[START OF TEXT TO READ]
In any case, most social scientists find that, in the business of doing research, value concerns often take the back seat because the main project becomes that of explanation and engagement with the theoretical problems of the discipline. In many ways, the topic of study may not be relevant. It is possible to imagine many topics that appear to be dull on the outside but become fascinating as the research develops. In that sense, it does not matter what to study, but how to do it. Here we have what may be called the ‘Swiss cowbell theory of dissertation topic choice’. The thought experiment works like this: imagine a research student who has to start a dissertation on Swiss cowbells (say because of a funding opportunity), who is initially disheartened by the topic, but then comes to examine the variation in cowbell sizes and sounds, invents a theory of political cooperation and conflict based on their ownership and display, which is tested by a model of the appearance of different styles and so on. Then a successful career beckons. If the cowbell theory were true, then all that would matter is that the student chooses something and sticks with it – the payoff comes in time. Choosing on the basis of initial interest and fashion does not matter because all researchers end up doing the same sort of thing, and a good researcher will create an interesting piece of work no matter how different the subject. What the initial interest does is to get people started. And in fact, accident often plays a role in starting people off on a course of study, such as a tip from a teacher or an early project that turns into a longer dissertation. Once the early choices have been made, it is easy to move to the next linked research project. Path dependence means that there are economies from staying in the same kind of work because knowledge and expertise pay off, and high transactions costs rule out a topic change. Reputation means that others ask for chapters and contributions, and research grant proposals have the right curriculum vitae to back them up.
[END OF TEXT TO READ]
[START OF EXTRACTED MATERIAL]
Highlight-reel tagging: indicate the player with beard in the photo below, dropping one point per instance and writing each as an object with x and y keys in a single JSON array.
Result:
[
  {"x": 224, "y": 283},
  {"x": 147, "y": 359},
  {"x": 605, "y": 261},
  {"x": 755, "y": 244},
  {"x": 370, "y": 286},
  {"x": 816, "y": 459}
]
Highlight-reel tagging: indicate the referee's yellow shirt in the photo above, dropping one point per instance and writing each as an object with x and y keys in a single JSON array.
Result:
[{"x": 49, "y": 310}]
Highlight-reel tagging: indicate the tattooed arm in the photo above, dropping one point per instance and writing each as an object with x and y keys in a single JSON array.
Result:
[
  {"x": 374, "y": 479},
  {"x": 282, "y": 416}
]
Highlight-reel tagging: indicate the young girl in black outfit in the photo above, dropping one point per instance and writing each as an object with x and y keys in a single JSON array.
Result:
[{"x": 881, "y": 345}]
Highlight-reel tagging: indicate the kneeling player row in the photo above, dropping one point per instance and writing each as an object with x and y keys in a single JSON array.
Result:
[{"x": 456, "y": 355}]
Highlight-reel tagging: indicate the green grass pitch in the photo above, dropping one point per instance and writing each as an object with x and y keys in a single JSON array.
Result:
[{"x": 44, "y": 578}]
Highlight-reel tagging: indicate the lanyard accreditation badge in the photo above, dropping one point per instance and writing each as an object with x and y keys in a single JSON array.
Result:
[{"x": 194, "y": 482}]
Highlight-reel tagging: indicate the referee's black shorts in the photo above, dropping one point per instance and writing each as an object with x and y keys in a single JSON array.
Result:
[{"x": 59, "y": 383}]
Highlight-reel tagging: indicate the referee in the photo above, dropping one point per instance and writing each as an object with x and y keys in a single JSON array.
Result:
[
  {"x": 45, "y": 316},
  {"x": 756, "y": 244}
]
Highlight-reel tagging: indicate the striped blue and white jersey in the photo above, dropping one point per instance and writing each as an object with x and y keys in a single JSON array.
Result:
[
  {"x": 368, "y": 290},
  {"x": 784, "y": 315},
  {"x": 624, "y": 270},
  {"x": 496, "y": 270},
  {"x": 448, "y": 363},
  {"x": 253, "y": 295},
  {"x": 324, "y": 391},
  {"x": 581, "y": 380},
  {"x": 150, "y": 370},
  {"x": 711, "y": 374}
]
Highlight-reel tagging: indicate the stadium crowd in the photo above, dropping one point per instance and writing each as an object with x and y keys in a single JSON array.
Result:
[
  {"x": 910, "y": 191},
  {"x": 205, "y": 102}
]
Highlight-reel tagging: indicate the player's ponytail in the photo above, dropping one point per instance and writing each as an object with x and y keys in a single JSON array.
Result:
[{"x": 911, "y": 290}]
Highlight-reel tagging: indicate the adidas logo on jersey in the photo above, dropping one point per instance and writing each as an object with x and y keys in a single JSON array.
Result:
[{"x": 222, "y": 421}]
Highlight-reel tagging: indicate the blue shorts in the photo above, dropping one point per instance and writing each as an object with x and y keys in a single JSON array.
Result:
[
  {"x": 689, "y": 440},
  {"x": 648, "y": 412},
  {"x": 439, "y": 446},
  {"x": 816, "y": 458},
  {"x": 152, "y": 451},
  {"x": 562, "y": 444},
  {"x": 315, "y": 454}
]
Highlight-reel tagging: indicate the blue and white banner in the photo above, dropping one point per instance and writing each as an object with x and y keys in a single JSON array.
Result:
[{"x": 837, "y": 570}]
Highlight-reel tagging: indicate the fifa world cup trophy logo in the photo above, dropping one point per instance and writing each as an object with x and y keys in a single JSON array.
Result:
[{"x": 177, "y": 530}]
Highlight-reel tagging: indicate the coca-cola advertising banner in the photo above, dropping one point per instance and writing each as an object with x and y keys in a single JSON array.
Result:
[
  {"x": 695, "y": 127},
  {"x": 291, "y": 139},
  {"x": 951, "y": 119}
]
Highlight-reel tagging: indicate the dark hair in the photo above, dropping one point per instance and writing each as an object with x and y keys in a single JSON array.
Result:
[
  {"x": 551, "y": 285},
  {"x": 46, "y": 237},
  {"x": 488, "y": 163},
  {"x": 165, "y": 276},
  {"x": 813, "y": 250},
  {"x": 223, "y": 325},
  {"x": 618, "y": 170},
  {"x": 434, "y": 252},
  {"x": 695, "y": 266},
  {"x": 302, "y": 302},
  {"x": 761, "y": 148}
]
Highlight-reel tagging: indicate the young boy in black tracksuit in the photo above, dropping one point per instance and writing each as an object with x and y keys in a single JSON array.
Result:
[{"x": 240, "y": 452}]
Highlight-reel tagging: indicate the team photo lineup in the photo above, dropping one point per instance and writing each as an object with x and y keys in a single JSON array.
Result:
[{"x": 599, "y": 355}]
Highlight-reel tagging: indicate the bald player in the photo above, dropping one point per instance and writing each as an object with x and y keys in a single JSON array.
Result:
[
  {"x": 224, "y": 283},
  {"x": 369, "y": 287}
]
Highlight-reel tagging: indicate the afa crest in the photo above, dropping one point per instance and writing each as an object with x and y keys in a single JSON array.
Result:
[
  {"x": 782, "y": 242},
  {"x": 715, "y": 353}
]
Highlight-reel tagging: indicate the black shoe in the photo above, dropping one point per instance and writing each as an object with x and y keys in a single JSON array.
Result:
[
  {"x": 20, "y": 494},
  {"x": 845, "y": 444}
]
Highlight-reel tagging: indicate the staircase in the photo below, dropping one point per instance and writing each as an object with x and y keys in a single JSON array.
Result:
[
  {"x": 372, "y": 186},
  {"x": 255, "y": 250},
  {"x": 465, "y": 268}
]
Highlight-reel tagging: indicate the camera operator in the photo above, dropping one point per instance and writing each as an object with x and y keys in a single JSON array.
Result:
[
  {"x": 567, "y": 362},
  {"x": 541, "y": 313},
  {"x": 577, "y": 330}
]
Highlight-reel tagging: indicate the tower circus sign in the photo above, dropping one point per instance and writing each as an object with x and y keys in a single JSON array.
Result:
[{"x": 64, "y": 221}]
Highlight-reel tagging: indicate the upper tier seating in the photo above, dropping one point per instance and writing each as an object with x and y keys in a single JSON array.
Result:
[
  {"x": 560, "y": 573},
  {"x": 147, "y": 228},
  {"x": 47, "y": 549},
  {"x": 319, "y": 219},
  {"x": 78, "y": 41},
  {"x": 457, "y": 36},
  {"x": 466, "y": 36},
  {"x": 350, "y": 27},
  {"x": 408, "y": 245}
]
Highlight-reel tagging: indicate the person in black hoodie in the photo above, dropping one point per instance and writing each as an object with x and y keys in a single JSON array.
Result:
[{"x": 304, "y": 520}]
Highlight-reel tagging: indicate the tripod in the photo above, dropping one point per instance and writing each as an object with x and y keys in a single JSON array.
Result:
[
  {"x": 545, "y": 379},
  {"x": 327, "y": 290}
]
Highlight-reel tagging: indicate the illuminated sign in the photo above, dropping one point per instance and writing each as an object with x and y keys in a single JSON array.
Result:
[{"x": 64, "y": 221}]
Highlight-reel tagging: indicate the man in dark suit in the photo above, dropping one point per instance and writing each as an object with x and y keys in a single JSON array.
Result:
[END OF EXTRACTED MATERIAL]
**EXERCISE TASK 1**. Reproduce only the records from the line with "Highlight-reel tagging: indicate the person" through the end of the records, changing "Highlight-reel tagging" to "Match-photo tagging" and leaving everything else unchanged.
**EXERCISE TASK 2**. Carry on the passage about how researchers choose dissertation topics from its final sentence.

**WRITTEN REPLY 1**.
Match-photo tagging: indicate the person in black hoodie in the photo above, dropping one point per instance and writing each as an object with x and y keys in a single JSON array.
Result:
[{"x": 304, "y": 520}]
Match-photo tagging: indicate the tripod in the photo above, dropping one point per instance and writing each as an object with x and y keys in a single JSON array.
Result:
[
  {"x": 545, "y": 379},
  {"x": 327, "y": 290}
]
Match-photo tagging: indicate the illuminated sign in the photo above, dropping one point per instance and writing each as an object with x and y keys in a single JSON array.
Result:
[{"x": 64, "y": 221}]
Match-photo tagging: indicate the man in dark suit in the photo above, dropping one point per instance and writing each as an object with x and y keys in a single JSON array.
Result:

**WRITTEN REPLY 2**.
If it is the case that topics only vary to the extent to which the researcher has engaged with them rather than some intrinsic level of interest, then what should govern the choice of topic? Issues of practicality and tractability now come to the fore. And here urban politics has some unique advantages, especially for the beginning student; and if they were more widely known about, would make international relations researchers green with envy, particularly when they have sunk their precious investment of time and resources into studying something so inaccessible as an international political movement, for example.
Urban politics has two main characteristics that derive from its location in multiple and often small units below the level of the state – the first is propinquity; the second is numerosity (see John, 2006 for an outline of the argument). Propinquity denotes the closeness of the urban space where actors interact frequently and tend to be small in number. The urban is politics in miniature and this creates a particular kind of political system rather than a mirror image of other levels, largely to do with smaller numbers of the elite and the ease at which its members can interact. And it is no surprise that one of the enduring themes of the study of urban politics is political power, not because power only operates at the local level, but that an urban space is a convenient and tractable unit for studying such a difficult phenomenon and power takes a particular form in a localised space, which partly explains the profusion of community power studies of the 1960s, the Marxist accounts of the 1970s and 1980s, and the regime case studies of the 1990s. It is possible for one person to make the rounds of the whole local political elite, such as the author and Alistair Cole did for their study of four cities in Britain and France (Cole and John, 2001), so much so that the researchers became a rather over-familiar sight in the waiting rooms of their case study municipalities. Trying that in Whitehall or Washington would require an army of researchers who would still be overwhelmed by the exercise.
Propinquity also means the actors are close to what they administer – there is a coal face aspect to urban politics where policy and implementation are near to the political process (see Yates, 1977), and where politics extends way beyond the formal institutions into the realms of governance and civil society. For the political scientist who wants to study real-world phenomena, but still look at the role of political actors, the urban space is appropriate, and more interesting than the field offices of a large central government department, for example. Thus the student of terror can get much mo...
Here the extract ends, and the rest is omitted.